=== PROBLEM ===
Pull out every line of the rows below verbatim, leaving out the pictures.

=== DATASET RECORDS ===
/---

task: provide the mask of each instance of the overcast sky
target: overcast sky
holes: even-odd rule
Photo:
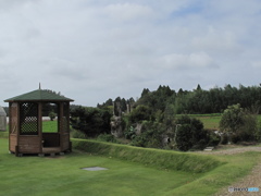
[[[0,105],[261,83],[260,0],[0,0]]]

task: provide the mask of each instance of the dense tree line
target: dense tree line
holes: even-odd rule
[[[194,113],[222,113],[228,106],[239,103],[243,108],[254,108],[257,112],[261,107],[261,86],[233,87],[229,84],[225,87],[213,87],[204,90],[198,85],[194,90],[178,91],[169,86],[159,86],[154,91],[144,88],[140,98],[135,102],[133,98],[125,100],[117,97],[114,102],[120,102],[122,111],[126,111],[126,105],[132,103],[135,108],[139,105],[147,106],[153,111],[166,112],[173,110],[175,114]],[[113,106],[109,99],[98,108]]]

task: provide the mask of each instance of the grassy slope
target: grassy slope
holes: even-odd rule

\---

=== SOLUTION TO THE PROBLEM ===
task: provide the mask of each instance of the overcast sky
target: overcast sky
holes: even-odd rule
Photo:
[[[0,105],[261,83],[260,0],[0,0]]]

task: provide the mask of each instance of the dense tree line
target: dense tree line
holes: even-odd rule
[[[194,113],[222,113],[228,106],[239,103],[243,108],[254,108],[257,112],[261,107],[261,86],[233,87],[229,84],[225,87],[213,87],[204,90],[198,85],[194,90],[178,91],[169,86],[159,86],[154,91],[144,88],[140,98],[135,102],[133,98],[125,100],[117,97],[114,102],[120,102],[122,111],[126,111],[126,105],[132,103],[135,108],[139,105],[147,106],[153,111],[166,112],[173,110],[175,114]],[[113,106],[109,99],[98,108]]]

task: provide the mask of each instance of the grassy slope
target: grassy slope
holes: even-odd rule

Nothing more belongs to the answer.